RECORDS FOR THIS EXERCISE
###

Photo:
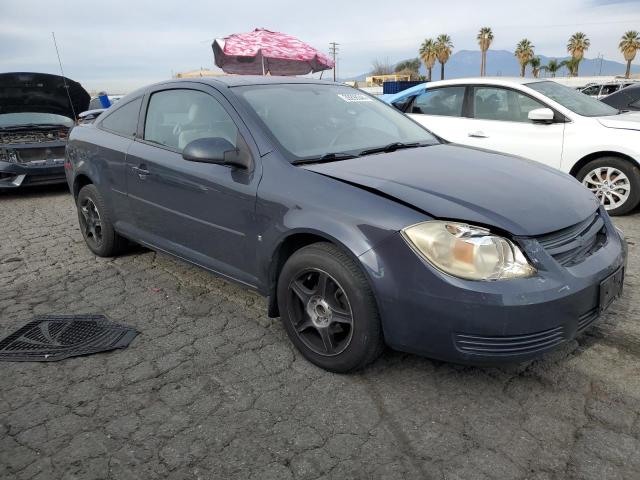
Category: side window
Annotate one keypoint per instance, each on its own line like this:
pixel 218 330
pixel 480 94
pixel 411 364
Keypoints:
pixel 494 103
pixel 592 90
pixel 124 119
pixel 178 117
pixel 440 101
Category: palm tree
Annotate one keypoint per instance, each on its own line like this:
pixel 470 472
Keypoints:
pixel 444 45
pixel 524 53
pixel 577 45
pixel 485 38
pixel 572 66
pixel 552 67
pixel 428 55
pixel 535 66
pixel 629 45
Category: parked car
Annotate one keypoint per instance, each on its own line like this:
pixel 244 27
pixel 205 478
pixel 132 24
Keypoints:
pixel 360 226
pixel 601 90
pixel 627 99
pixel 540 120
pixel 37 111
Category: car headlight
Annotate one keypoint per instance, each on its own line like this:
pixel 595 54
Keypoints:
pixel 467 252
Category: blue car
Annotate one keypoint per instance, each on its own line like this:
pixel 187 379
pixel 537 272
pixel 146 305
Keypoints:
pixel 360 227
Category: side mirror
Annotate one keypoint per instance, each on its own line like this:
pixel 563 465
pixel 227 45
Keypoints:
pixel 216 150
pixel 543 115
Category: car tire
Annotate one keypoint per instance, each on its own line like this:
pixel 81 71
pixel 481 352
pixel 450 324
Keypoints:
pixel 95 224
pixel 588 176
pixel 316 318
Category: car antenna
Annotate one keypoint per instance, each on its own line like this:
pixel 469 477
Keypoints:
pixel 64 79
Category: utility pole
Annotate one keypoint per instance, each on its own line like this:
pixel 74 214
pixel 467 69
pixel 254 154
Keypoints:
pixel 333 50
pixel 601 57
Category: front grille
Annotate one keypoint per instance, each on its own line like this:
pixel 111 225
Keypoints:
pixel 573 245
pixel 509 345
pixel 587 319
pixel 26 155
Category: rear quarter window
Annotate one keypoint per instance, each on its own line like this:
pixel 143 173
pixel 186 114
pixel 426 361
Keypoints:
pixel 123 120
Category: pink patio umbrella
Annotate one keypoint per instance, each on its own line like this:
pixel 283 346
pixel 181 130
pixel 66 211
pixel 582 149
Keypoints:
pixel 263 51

###

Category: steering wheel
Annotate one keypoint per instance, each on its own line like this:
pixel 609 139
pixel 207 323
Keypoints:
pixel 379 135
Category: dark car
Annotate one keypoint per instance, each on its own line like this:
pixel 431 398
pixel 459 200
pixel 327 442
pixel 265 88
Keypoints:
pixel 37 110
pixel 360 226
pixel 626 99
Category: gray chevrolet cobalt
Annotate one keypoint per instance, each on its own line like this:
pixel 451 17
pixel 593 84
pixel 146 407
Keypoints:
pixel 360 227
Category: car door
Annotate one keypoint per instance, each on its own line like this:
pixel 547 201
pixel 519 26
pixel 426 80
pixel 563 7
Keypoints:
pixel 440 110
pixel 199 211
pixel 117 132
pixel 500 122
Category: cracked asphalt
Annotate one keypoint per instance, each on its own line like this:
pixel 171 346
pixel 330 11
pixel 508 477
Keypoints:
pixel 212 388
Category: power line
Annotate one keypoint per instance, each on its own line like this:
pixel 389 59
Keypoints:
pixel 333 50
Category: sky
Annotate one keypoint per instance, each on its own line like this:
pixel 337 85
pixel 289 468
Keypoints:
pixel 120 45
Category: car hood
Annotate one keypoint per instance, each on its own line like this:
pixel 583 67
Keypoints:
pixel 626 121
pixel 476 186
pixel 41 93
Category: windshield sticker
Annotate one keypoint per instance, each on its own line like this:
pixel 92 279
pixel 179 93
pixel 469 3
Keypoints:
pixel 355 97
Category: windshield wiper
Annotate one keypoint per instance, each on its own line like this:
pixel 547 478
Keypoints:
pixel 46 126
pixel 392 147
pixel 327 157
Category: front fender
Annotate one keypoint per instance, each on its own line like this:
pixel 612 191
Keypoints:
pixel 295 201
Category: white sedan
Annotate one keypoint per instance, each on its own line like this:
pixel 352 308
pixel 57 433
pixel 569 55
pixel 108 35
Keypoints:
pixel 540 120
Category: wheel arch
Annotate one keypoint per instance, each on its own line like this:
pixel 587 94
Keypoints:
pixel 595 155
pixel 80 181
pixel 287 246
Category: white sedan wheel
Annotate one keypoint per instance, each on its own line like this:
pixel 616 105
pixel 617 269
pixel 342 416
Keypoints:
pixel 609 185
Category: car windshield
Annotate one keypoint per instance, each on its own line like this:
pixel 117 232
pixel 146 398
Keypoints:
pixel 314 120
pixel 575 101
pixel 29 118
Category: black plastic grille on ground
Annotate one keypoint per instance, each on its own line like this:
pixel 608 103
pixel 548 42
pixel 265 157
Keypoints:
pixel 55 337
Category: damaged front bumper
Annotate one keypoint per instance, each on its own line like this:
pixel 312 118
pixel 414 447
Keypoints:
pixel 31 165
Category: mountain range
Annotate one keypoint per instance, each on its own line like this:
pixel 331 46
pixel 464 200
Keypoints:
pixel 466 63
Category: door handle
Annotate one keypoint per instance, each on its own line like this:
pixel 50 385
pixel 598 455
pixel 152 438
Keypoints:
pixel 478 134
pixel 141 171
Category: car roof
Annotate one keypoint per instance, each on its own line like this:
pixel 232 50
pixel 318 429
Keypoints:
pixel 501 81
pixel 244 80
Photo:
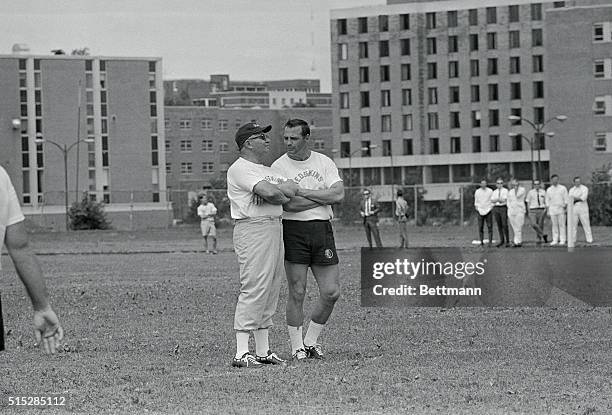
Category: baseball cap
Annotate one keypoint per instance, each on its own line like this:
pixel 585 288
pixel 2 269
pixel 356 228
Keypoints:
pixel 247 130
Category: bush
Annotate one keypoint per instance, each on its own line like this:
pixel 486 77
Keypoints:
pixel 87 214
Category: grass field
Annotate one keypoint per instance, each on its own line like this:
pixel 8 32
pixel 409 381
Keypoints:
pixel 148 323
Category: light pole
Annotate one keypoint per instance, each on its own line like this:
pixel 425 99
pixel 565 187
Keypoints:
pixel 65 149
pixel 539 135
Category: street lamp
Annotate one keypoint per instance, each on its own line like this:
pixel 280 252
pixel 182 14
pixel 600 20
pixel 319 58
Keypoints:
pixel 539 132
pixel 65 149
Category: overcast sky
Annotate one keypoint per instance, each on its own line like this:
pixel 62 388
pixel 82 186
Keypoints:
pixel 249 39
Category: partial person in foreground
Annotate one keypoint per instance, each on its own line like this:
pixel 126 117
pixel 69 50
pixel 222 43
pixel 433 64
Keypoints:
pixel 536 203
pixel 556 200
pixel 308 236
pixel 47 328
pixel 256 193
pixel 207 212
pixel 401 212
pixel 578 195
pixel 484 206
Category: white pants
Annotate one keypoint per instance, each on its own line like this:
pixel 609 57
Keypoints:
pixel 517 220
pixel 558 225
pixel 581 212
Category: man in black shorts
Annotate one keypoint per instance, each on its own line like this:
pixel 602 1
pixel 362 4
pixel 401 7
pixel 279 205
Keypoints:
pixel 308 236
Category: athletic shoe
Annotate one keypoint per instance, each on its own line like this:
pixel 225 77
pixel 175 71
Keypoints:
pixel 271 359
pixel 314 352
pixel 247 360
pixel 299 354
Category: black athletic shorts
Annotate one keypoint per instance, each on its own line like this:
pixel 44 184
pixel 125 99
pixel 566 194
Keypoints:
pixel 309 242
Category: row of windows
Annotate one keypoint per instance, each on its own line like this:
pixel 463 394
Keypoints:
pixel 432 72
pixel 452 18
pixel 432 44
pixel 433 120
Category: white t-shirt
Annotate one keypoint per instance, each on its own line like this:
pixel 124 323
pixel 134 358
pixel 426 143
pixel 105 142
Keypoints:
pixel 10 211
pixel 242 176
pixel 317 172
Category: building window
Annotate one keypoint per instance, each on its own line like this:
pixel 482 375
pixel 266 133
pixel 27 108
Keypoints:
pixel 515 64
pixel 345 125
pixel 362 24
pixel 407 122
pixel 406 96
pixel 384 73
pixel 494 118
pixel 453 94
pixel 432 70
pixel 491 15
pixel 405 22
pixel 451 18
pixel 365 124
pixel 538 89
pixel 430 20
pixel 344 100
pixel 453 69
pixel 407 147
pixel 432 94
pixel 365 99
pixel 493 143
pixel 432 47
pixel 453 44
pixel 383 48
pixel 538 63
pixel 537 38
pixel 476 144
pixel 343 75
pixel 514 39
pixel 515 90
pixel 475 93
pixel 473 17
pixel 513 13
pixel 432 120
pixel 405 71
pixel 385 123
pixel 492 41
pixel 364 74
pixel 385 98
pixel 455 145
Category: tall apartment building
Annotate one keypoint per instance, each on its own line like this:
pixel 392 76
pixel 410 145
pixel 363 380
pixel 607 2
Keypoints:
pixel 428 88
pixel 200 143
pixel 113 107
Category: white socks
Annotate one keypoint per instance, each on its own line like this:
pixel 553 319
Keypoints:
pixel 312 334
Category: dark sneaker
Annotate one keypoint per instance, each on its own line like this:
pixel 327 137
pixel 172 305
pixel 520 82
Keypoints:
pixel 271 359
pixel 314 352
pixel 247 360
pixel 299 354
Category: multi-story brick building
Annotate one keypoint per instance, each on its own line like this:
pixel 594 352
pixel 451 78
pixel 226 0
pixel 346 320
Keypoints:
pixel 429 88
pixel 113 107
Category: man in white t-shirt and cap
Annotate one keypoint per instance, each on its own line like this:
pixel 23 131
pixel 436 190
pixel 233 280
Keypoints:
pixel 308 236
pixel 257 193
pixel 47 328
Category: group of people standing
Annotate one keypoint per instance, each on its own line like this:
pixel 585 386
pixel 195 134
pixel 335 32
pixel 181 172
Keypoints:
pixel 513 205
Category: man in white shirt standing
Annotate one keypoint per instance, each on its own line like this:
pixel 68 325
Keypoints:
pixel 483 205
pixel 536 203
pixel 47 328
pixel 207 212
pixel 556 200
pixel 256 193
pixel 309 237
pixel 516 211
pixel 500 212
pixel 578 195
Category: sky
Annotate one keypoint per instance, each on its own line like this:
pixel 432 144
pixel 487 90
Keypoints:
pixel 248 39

###

WORK ORDER
Scan the entries above and copy each line where "front" occurs.

RESULT OF THE EXERCISE
Category: front grille
Category: front fender
Category: damaged front bumper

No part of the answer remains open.